Short exercise:
Can you sum up the mailing-list exchange below in two sentences?

## Start Reading passage

On Mon, 11 Feb 2019 17:30:18 -0500
Sven Van Asbroeck <thesven73@...il.com> wrote:

> On Mon, Feb 11, 2019 at 4:27 PM Jonathan Cameron <jic23@...nel.org> wrote:
> >
> > Agreed.  Or potentially just use regmap_bulk_read and rely on
> > the regmap internal locking to do it for you.  
> 
> Neat solution. But it may only work correctly iff regmap_bulk_read()
> reads the low
> address first. I'm not sure if this function has that guarantee. If
> somebody changes
> the read order, the driver will break. But I think I'm being overly
> paranoid here :)

Good question on whether it is guaranteed to read in increasing register
order (I didn't actually check the addresses are in increasing order
but assume they are or you would have pointed that out ;)

That strikes me as behaviour that should probably be documented as long
as it is true currently.

> 
> > So yes, it's more than possible that userspace won't get the same number
> > of events as samples taken over the limit, but I don't know why we care.
> > We can about missing a threshold being passed entirely, not about knowing
> > how many samples we were above it for.  
> 
> I suspect that we run a small risk of losing an event, like so:
> 
> PS (12.5 ms)
> --> interrupt -> iio event  
More interesting if this one never happened, so we got a one off proximity
event missed.

> ALS (100 ms)
> --> interrupt -> iio event  
> PS (12.5 ms)
> --> interrupt ========= no iio event generated  
> ALS (100 ms)
> --> interrupt -> iio event  
> 
> To see why, imagine that the scheduler decides to move away from the
> threaded interrupt
> handler right before ap3216c_clear_int(). Say 20ms, which I know is a
> loooong time,
> but bear with me, the point is that it _could_ happen as we're not a RTOS.

## End Reading passage
## Start Information provided

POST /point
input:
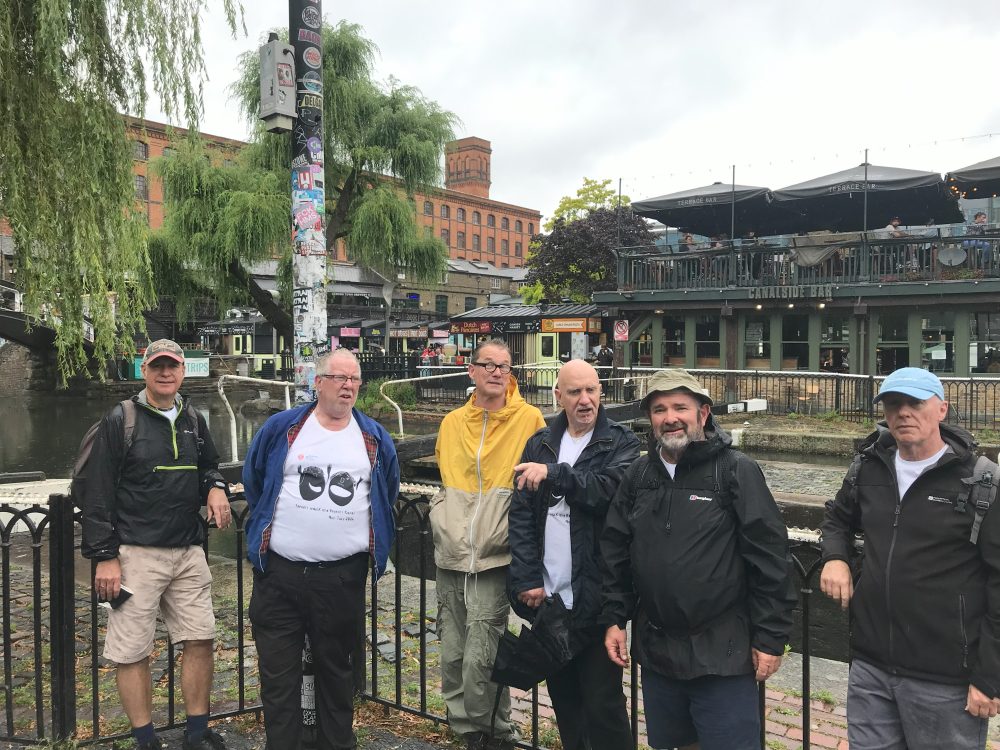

## End Information provided

Correct output:
Sven Van Asbroeck finds Jonathan Cameron's suggestion to use regmap_bulk_read neat but warns it may only work if the function reads the low address first, and the reply says that behavior should probably be documented if it is currently true. Van Asbroeck also suspects a small risk of losing an event if the scheduler moves away from the threaded interrupt handler right before ap3216c_clear_int(), and the reply notes that a missed one-off proximity event would be the more interesting case.